**Task requirements:** Images in the data are to be skipped, while every line is restated exactly as written.

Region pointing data

************

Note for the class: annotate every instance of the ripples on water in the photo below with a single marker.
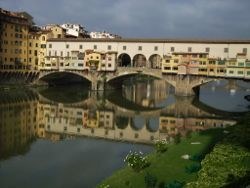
(70, 137)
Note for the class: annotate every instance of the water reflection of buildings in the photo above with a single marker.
(28, 117)
(108, 124)
(18, 123)
(146, 93)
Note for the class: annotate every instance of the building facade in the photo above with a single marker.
(14, 30)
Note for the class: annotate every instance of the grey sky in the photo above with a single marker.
(145, 18)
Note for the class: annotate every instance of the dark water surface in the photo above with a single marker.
(68, 136)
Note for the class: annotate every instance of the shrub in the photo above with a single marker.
(196, 157)
(161, 146)
(175, 184)
(136, 161)
(150, 180)
(193, 168)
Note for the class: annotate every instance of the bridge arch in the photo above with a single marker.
(55, 77)
(152, 124)
(137, 123)
(155, 61)
(124, 60)
(139, 60)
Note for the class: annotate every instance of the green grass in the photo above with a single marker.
(168, 166)
(228, 165)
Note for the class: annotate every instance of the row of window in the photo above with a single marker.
(19, 60)
(172, 49)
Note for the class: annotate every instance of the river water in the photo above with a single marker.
(67, 136)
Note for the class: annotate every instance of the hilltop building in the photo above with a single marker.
(104, 34)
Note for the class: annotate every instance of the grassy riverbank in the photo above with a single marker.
(228, 165)
(169, 166)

************

**Exercise response:**
Note for the class: annotate every instance of the ripples on water in the photo below with a single marker.
(70, 137)
Note for the class: annotate every instance of the water reflection of buildings in the photo above with a single marker.
(28, 117)
(108, 124)
(18, 123)
(146, 93)
Note for the class: annotate every instance of the building facade in the photo above with a single marker.
(14, 30)
Note for the class: annotate every instance of the grey sky in the photo above with a single marker.
(145, 18)
Note for the class: annotate every instance of the dark water surface in the photo above with a single marker.
(68, 136)
Note for the class: annotate every instance of the shrub in the photo above with a single marker.
(196, 157)
(161, 146)
(175, 184)
(136, 161)
(150, 180)
(193, 168)
Note for the class: annotate every instance of the bridge arch in the photo above with a single marker.
(55, 77)
(152, 124)
(137, 123)
(155, 61)
(124, 60)
(139, 60)
Note for the class: annotate every instance of the green grass in the photo above with a single marker.
(168, 166)
(228, 165)
Note for the class: annotate every instance of the row of window in the photo above with a single marker.
(19, 60)
(172, 49)
Note for the class: annotate every instance of the river water in the photo above with a single marker.
(67, 136)
Note for the class: annotate every instance of the hilltop building in the photo above with a single marker.
(104, 34)
Note for the class: annotate every instance of the grassy riverbank in the photo above with a single marker.
(228, 165)
(169, 166)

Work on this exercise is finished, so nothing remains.